Please find every line of the listing below where "target" occurs and copy it.
►
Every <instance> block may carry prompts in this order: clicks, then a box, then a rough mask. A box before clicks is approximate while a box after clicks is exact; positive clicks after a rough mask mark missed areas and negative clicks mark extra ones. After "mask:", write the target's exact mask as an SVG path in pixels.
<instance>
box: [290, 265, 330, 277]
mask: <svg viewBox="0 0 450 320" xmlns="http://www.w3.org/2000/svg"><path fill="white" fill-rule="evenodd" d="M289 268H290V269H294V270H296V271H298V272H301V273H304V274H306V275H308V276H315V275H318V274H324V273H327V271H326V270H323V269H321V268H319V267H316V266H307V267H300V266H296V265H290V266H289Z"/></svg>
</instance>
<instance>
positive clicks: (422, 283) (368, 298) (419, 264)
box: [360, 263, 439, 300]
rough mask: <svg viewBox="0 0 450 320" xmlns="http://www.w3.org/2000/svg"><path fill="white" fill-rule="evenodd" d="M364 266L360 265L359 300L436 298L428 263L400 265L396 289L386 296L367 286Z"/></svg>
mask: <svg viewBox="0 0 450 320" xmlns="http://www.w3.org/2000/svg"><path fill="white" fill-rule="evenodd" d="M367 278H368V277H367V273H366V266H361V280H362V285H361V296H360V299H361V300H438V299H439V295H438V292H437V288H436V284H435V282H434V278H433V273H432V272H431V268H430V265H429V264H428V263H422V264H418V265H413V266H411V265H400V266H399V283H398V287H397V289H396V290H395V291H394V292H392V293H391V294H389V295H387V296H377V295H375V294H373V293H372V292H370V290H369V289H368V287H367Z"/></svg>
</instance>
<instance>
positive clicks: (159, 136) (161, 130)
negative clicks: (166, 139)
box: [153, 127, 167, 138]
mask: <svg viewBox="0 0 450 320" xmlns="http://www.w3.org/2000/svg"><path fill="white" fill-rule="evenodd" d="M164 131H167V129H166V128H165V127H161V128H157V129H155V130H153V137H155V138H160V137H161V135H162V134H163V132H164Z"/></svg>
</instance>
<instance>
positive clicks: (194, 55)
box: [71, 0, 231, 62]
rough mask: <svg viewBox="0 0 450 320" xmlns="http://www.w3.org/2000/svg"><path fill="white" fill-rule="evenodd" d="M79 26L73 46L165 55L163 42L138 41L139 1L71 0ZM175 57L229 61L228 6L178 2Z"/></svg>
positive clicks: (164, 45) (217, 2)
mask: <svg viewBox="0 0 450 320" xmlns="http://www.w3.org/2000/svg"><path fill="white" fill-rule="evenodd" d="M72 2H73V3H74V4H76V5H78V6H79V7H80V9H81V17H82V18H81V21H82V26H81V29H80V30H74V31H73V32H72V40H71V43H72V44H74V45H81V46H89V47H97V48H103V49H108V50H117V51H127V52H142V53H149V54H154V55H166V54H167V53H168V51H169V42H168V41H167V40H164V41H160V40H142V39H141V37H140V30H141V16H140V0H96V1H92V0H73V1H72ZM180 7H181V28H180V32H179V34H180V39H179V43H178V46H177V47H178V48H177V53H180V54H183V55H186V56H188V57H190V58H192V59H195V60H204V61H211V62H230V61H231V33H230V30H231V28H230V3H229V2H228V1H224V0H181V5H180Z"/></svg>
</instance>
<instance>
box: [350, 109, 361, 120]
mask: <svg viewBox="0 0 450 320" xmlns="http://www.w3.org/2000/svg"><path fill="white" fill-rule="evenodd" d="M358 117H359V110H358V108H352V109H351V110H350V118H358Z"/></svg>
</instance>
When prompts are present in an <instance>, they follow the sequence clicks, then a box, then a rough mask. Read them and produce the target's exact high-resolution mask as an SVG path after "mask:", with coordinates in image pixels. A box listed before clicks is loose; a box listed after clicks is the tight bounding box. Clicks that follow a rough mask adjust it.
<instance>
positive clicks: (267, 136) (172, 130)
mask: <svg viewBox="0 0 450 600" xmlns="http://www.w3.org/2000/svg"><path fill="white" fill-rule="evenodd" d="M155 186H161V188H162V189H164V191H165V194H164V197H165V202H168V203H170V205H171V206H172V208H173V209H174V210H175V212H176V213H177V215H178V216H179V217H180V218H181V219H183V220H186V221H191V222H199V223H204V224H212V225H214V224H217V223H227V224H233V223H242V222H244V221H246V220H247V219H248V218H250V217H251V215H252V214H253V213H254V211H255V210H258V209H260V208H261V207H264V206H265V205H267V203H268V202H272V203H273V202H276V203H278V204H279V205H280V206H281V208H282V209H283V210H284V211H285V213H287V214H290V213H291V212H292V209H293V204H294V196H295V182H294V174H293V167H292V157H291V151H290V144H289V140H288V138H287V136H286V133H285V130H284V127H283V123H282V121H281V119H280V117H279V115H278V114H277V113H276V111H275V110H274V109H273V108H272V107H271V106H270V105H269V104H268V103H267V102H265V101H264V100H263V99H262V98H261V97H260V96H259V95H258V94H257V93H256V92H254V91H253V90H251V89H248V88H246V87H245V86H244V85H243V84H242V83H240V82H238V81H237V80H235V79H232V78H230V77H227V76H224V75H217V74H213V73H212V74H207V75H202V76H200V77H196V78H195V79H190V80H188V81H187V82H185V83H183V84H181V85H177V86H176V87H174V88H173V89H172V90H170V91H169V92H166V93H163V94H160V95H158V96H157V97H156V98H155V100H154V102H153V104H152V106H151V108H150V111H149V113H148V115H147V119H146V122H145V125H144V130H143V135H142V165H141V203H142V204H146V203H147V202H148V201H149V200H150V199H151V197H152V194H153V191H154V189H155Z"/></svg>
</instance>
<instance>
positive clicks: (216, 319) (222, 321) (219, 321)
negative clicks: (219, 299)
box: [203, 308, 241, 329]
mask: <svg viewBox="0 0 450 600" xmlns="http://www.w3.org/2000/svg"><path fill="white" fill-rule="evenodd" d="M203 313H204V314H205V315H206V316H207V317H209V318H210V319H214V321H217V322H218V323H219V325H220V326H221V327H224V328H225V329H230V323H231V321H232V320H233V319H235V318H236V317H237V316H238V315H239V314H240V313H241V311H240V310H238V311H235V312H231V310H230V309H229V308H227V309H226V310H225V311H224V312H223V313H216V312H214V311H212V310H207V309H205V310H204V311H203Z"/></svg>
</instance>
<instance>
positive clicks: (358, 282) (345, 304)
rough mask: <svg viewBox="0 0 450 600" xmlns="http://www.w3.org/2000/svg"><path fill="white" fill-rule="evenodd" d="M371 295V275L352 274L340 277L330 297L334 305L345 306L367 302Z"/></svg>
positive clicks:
◄
- Your solution
Every <instance> block may carry prompts in this order: clicks, then a box, then a rough mask. A box before clicks is approximate while a box after clicks is exact; positive clicks after a rough mask mark missed areas and negative clicks mark extra ones. After "mask:", write the target's exact mask as an SVG path in pixels.
When prompts are present in an <instance>, they follow the sequence clicks, then a box, then a rough mask. Read them and produce the target's exact high-resolution mask as an SVG path after "mask:", with coordinates in image pixels. A box listed before clicks is loose; a box listed after clicks is the tight bounding box. Clicks that follow a rough mask adjust it.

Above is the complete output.